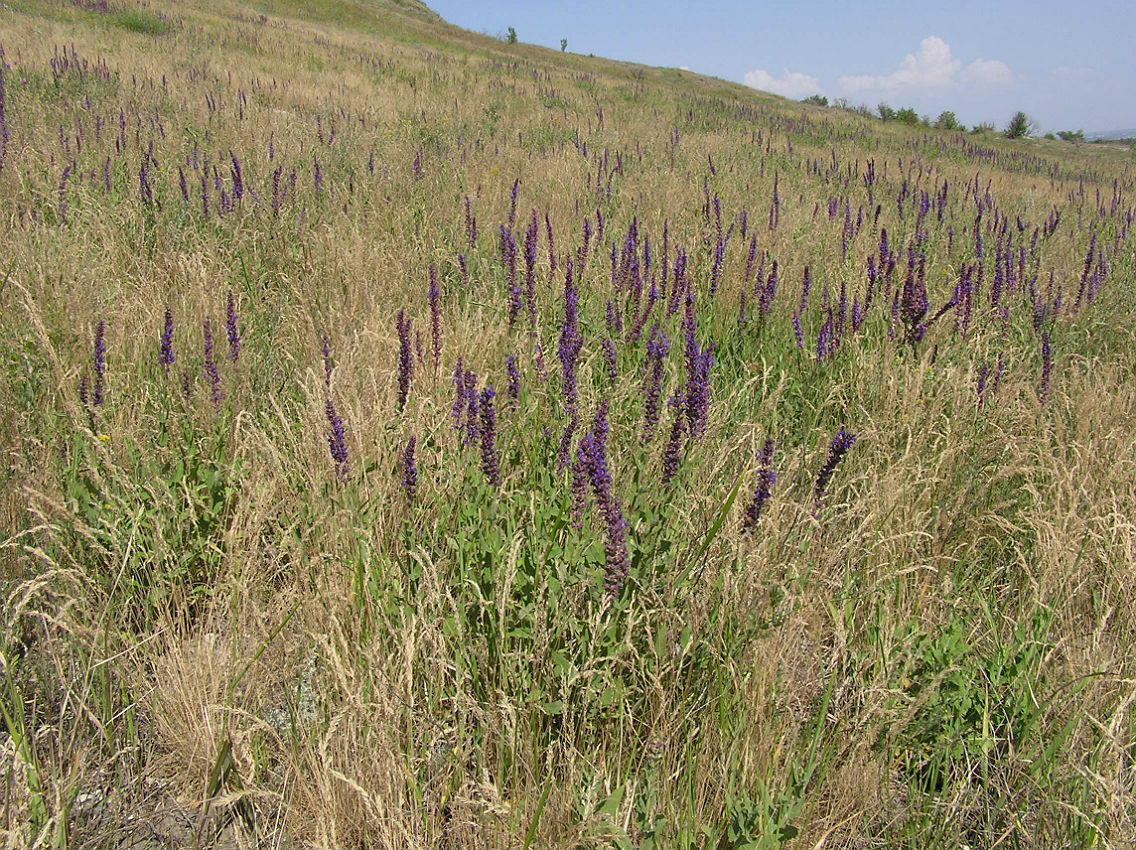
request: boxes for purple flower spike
[427,266,442,375]
[450,357,466,432]
[479,385,501,488]
[402,435,418,503]
[91,319,107,407]
[742,439,777,534]
[202,316,225,405]
[1037,331,1053,405]
[225,290,241,363]
[504,353,520,405]
[394,310,415,413]
[462,369,481,445]
[576,401,629,599]
[813,428,857,507]
[158,306,174,375]
[325,399,348,480]
[571,440,590,531]
[558,259,582,410]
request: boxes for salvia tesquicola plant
[0,11,1136,847]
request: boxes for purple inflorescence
[324,399,348,478]
[450,357,467,432]
[462,369,479,445]
[558,259,582,410]
[742,438,777,534]
[504,353,520,405]
[402,435,418,502]
[683,293,713,439]
[500,224,523,327]
[158,306,174,375]
[813,428,857,505]
[91,319,107,407]
[525,209,541,326]
[557,410,579,469]
[394,310,415,413]
[479,385,501,486]
[1037,331,1053,405]
[571,440,590,531]
[426,265,442,376]
[202,316,225,405]
[228,151,244,203]
[577,401,629,598]
[643,324,670,442]
[817,308,835,363]
[225,290,241,363]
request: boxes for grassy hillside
[0,0,1136,850]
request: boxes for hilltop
[0,0,1136,850]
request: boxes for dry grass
[0,0,1136,848]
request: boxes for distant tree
[935,110,966,130]
[1002,111,1037,139]
[895,107,919,127]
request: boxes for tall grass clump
[0,0,1136,849]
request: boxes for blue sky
[426,0,1136,133]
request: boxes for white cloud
[1051,65,1093,83]
[745,68,821,98]
[959,59,1013,85]
[837,35,1014,94]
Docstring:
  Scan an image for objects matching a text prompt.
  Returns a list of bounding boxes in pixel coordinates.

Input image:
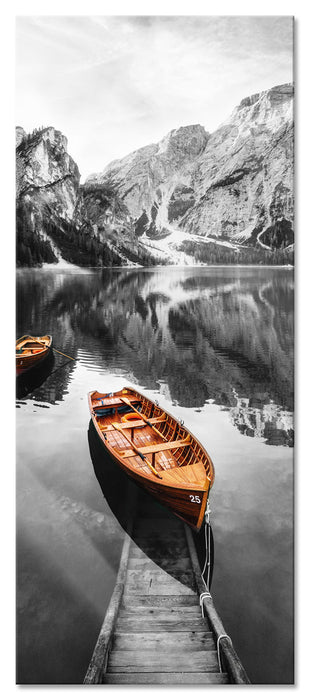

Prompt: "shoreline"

[15,263,295,274]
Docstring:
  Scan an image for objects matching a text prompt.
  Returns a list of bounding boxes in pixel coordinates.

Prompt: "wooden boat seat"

[120,438,191,459]
[161,462,211,489]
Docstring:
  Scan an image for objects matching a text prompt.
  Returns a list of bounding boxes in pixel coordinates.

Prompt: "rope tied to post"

[216,634,232,673]
[199,500,212,617]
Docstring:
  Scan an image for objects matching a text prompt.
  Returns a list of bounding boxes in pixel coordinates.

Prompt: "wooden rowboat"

[16,335,52,375]
[88,387,214,531]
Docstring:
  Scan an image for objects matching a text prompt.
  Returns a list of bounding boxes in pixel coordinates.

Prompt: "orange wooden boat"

[88,387,214,531]
[16,335,52,375]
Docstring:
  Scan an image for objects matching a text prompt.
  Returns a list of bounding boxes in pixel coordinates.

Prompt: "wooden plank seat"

[93,396,141,411]
[120,438,190,459]
[100,417,166,431]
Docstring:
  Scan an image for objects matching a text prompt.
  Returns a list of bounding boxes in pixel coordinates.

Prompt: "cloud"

[16,16,292,176]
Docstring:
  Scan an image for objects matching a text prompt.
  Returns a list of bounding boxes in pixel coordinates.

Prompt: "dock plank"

[123,591,197,608]
[107,649,219,673]
[119,606,201,622]
[113,631,216,653]
[115,617,209,632]
[103,672,229,685]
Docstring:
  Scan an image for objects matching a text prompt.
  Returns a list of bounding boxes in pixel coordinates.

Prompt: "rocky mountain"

[16,84,294,266]
[87,85,293,262]
[16,127,80,265]
[16,127,165,266]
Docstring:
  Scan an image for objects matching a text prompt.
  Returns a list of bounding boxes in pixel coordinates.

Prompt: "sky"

[15,15,293,182]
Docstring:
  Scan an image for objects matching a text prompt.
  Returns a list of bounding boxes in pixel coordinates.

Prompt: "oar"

[112,423,163,479]
[120,396,163,439]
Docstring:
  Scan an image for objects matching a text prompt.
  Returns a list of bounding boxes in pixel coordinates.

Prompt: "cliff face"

[181,85,293,243]
[16,127,80,264]
[87,85,293,258]
[86,124,209,236]
[16,127,164,266]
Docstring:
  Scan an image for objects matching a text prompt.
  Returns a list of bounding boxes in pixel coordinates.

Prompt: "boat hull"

[88,388,214,531]
[16,336,52,376]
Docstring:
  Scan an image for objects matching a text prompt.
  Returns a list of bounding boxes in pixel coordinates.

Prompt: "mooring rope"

[199,501,232,673]
[216,634,232,673]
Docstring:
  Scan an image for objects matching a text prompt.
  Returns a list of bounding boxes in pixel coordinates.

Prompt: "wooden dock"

[84,504,249,685]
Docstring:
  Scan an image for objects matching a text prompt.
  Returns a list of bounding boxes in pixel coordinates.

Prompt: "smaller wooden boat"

[88,387,214,531]
[16,335,52,375]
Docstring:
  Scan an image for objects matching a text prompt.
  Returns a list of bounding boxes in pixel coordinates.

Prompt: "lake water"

[17,268,294,684]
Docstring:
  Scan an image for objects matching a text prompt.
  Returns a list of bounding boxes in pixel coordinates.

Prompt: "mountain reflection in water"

[16,267,294,684]
[17,268,294,446]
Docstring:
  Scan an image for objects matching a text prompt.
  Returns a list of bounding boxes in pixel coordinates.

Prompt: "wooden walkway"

[84,506,249,685]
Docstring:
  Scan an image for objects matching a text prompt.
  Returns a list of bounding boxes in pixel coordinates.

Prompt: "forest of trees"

[16,206,57,267]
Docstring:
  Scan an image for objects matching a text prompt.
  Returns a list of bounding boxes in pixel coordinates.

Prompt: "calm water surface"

[17,268,294,684]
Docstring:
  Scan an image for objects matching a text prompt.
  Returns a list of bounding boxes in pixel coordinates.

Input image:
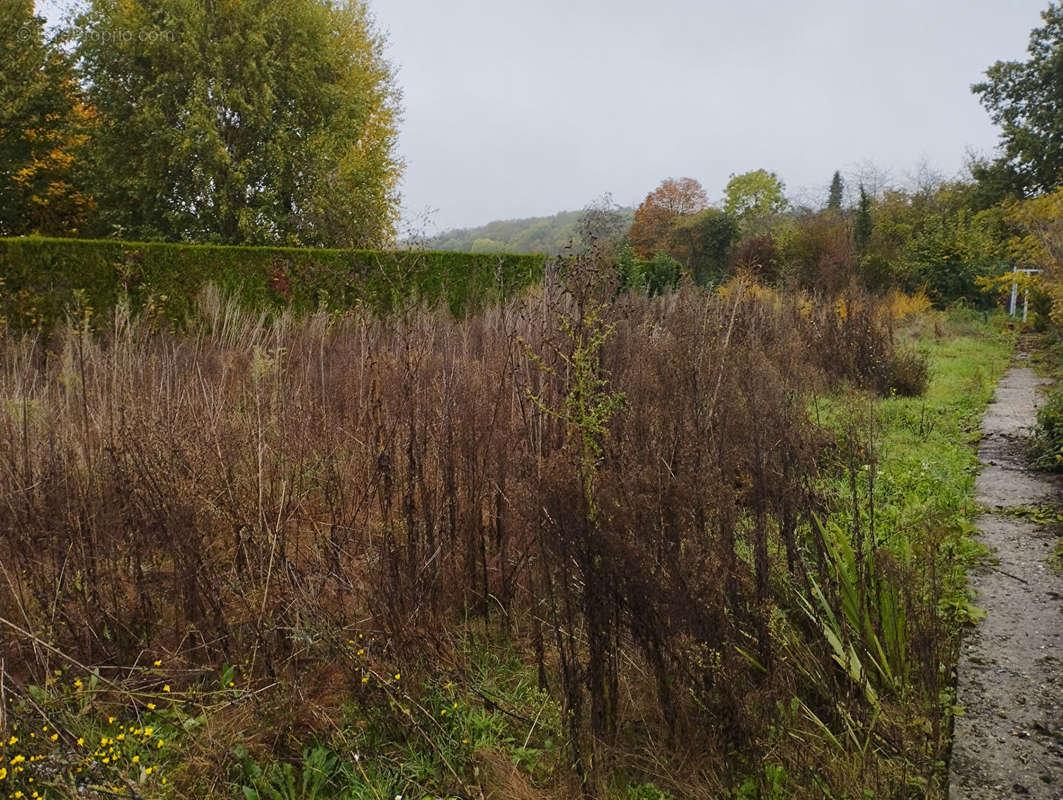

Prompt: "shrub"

[879,350,930,397]
[1030,389,1063,472]
[0,237,543,330]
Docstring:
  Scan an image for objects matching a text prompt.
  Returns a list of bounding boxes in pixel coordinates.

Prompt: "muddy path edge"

[948,353,1063,800]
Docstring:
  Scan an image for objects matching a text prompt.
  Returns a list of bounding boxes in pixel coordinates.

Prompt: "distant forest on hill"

[425,208,635,255]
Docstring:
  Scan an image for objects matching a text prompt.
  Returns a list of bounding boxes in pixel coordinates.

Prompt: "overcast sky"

[39,0,1048,234]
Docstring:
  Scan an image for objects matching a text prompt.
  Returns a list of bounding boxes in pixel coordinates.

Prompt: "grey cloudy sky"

[40,0,1048,233]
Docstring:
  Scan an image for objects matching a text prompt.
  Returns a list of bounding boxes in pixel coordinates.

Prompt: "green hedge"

[0,237,544,330]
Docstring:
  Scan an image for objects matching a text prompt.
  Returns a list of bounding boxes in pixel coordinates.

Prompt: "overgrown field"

[0,269,1010,800]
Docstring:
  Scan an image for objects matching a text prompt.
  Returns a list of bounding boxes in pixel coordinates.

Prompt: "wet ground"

[949,367,1063,800]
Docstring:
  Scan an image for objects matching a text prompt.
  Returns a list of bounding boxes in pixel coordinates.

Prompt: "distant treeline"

[0,237,543,330]
[425,208,635,255]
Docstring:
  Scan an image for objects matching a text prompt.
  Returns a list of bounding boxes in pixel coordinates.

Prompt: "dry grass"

[0,269,931,797]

[EXERCISE DESCRIPTION] Output the listing as a JSON array of strings, one string per line and no blank lines. Start at the beginning of the listing and continue through the line with "[199,500,212,617]", including both ends and leaving out the pictures.

[SOLUTION]
[
  "request: boxes for purple flower spike",
  "[427,266,442,375]",
  "[450,357,466,432]",
  "[479,385,501,488]",
  "[402,435,418,503]",
  "[91,319,107,407]",
  "[742,439,777,534]",
  "[202,316,225,405]",
  "[1037,331,1053,405]",
  "[225,290,241,363]",
  "[504,353,520,405]",
  "[394,310,415,413]",
  "[462,369,481,445]",
  "[576,401,629,599]",
  "[813,428,857,507]",
  "[158,306,174,375]",
  "[325,399,348,480]",
  "[571,440,590,531]",
  "[558,259,582,410]",
  "request: boxes for salvia tesquicola plant",
  "[0,11,1136,847]",
  "request: boxes for purple inflorescence",
  "[324,399,348,478]",
  "[450,357,467,432]",
  "[462,369,479,445]",
  "[558,259,582,410]",
  "[742,438,777,534]",
  "[504,353,520,405]",
  "[402,435,418,502]",
  "[683,293,713,439]",
  "[500,224,523,327]",
  "[158,306,174,375]",
  "[813,428,857,505]",
  "[91,319,107,407]",
  "[525,209,541,326]",
  "[557,410,579,469]",
  "[394,310,415,413]",
  "[479,385,501,486]",
  "[1037,331,1053,405]",
  "[571,440,590,531]",
  "[426,265,442,376]",
  "[202,316,225,405]",
  "[228,151,244,203]",
  "[577,401,629,598]",
  "[643,324,670,442]",
  "[817,308,835,363]",
  "[225,290,241,363]",
  "request: boxes for grassy hillside",
  "[0,0,1136,850]",
  "request: boxes for hilltop",
  "[0,0,1136,850]",
  "request: boxes for dry grass",
  "[0,0,1136,848]",
  "request: boxes for distant tree",
  "[935,110,966,130]",
  "[1002,111,1037,139]",
  "[895,107,919,127]",
  "request: boxes for tall grass clump",
  "[0,0,1136,849]",
  "request: boxes for blue sky",
  "[426,0,1136,133]",
  "request: boxes for white cloud",
  "[1051,65,1093,83]",
  "[745,68,821,98]",
  "[959,59,1013,85]",
  "[837,35,1014,94]",
  "Docstring:",
  "  Scan an image for objects matching a text prompt.",
  "  Returns a list of bounding boxes in pixel coordinates.",
  "Input image:",
  "Prompt: \"shoreline\"",
  "[15,263,295,274]",
  "Docstring:",
  "  Scan an image for objects matching a text prompt.",
  "  Returns a list of bounding boxes in pixel coordinates.",
  "Prompt: \"wooden boat seat\"",
  "[120,438,191,459]",
  "[161,462,211,489]",
  "Docstring:",
  "  Scan an image for objects matching a text prompt.",
  "  Returns a list of bounding boxes in pixel coordinates.",
  "Prompt: \"rope tied to post\"",
  "[216,634,232,673]",
  "[199,500,212,617]"
]